> _Written instruction_
Copy exactly the last part of the entries, starting from the line with "Where can the woman" and including the final line.

(Data entries)
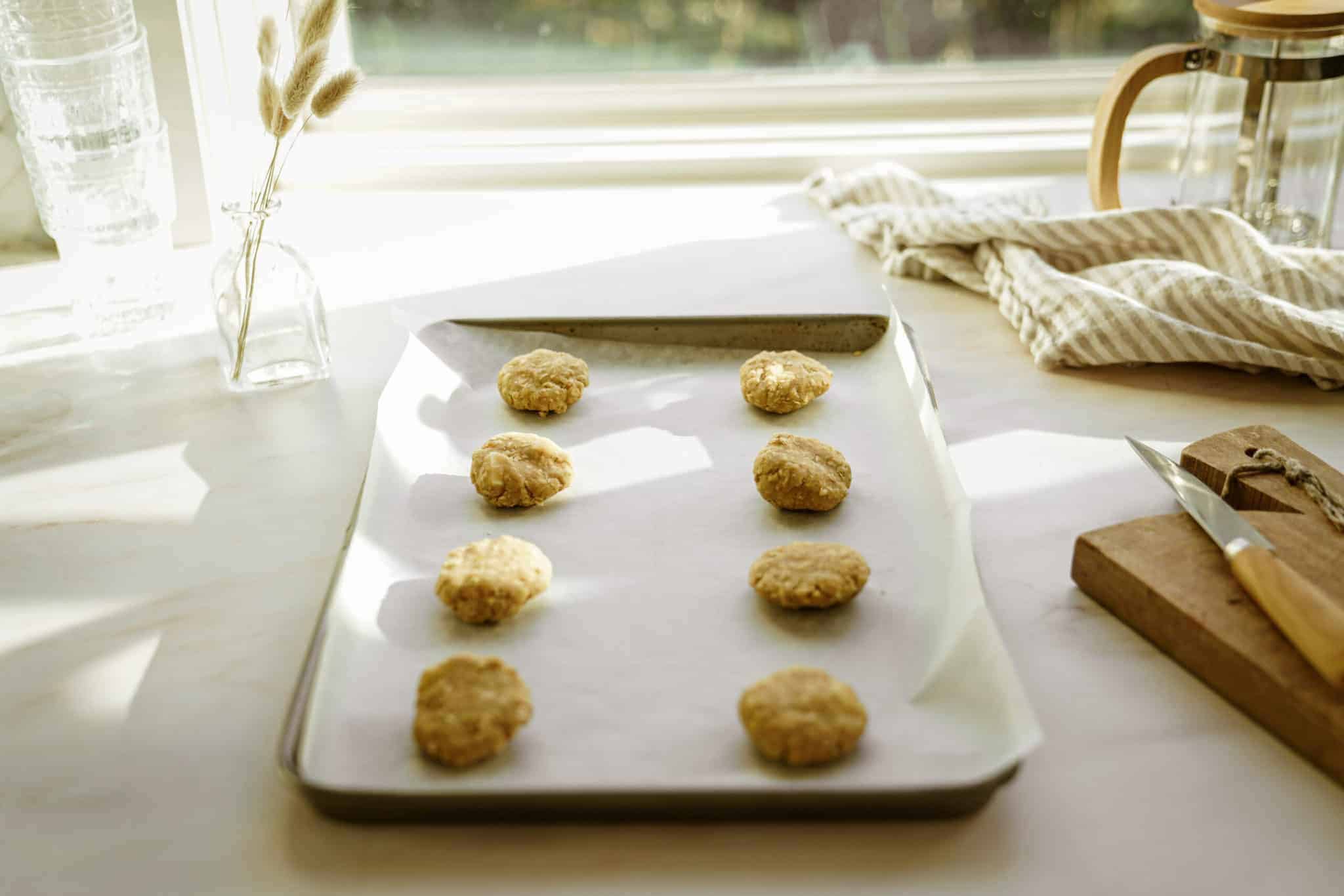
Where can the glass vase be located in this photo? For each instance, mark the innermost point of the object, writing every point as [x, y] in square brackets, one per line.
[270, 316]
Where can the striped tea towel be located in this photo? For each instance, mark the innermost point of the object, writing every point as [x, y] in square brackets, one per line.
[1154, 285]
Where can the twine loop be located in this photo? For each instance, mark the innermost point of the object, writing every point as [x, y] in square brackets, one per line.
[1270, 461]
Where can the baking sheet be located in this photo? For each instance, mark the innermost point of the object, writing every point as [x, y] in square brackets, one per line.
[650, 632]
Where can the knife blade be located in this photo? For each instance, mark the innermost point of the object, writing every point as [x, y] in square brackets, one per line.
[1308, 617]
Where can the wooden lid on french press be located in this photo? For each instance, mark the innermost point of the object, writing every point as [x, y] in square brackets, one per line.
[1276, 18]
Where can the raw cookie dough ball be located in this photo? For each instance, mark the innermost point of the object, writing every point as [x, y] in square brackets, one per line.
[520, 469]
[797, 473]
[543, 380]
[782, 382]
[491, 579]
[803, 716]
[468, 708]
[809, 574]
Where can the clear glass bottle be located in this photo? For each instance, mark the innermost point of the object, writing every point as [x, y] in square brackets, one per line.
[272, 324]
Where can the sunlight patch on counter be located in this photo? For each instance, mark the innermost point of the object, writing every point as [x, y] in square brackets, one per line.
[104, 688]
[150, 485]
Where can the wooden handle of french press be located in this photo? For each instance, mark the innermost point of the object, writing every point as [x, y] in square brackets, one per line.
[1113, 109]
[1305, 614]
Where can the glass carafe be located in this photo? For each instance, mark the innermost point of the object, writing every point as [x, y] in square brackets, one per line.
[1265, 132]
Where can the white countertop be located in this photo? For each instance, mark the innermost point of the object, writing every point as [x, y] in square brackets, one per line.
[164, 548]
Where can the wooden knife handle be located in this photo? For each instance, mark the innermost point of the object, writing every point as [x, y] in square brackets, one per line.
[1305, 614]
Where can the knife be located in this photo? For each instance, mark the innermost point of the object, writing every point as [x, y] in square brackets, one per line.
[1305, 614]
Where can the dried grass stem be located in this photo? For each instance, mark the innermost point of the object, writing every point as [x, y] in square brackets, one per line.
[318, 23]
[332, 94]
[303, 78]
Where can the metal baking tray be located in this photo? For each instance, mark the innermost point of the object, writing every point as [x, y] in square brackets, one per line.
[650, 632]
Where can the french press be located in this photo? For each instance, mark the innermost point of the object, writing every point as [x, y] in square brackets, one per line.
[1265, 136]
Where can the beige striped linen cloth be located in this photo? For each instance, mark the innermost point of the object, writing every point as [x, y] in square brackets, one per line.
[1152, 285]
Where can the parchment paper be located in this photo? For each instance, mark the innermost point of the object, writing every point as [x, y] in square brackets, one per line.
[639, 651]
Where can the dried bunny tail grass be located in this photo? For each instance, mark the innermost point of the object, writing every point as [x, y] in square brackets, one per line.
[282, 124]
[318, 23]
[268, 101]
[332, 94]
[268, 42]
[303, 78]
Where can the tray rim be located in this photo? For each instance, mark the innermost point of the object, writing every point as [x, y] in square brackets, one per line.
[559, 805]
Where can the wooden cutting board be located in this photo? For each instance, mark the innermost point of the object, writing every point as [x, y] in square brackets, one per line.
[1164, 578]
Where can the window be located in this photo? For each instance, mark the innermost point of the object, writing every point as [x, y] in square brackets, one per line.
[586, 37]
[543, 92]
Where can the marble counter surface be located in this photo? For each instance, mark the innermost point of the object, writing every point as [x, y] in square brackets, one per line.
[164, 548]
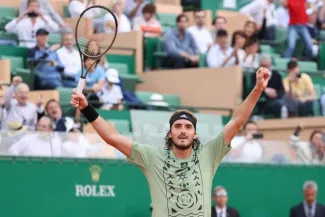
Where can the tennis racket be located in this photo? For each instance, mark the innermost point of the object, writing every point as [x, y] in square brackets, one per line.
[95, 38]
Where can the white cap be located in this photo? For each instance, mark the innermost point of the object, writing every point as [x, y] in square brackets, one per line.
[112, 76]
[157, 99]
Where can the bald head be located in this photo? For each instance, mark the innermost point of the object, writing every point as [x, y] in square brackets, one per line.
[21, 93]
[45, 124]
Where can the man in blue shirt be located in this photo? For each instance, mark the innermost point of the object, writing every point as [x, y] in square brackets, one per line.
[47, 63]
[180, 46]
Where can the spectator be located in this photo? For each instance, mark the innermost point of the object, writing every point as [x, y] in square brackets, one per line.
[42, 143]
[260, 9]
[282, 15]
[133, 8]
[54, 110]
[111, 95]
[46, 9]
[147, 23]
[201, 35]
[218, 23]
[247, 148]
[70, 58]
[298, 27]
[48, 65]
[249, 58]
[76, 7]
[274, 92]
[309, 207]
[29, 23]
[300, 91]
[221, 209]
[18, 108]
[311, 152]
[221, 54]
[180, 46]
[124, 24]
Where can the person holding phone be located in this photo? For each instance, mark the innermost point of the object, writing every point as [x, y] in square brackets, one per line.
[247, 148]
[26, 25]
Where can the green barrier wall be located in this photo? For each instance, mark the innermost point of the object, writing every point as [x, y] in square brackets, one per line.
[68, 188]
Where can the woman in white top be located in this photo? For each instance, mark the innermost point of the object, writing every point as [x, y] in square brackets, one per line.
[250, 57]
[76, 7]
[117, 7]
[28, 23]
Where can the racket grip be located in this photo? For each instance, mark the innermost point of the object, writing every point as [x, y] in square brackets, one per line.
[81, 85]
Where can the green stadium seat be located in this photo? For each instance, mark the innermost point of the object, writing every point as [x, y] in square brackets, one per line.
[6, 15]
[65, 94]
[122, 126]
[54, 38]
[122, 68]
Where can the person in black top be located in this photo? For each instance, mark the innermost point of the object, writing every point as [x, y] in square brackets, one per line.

> _Written solution_
Where can the woman in white top be located in this photo? For each instance, mark the innermost point of the object, writing every point as [x, y] in square brackets, one per line.
[250, 57]
[76, 7]
[117, 7]
[28, 23]
Where can the racket grip be located in this photo? For each instance, mark the innermost point of the object, writing every point as [x, y] in square brackets, one per line.
[81, 85]
Where can the green stadium seat be located in this photo? For each instance, mark the innermost point of the object, writing every point as [x, y] in square brackets, one per line.
[6, 15]
[65, 94]
[122, 126]
[54, 38]
[122, 68]
Where can the person in black top be located in this photo? For each instance, mark the innermost point of the object, writing every point as [x, y] in square brackets, one per line.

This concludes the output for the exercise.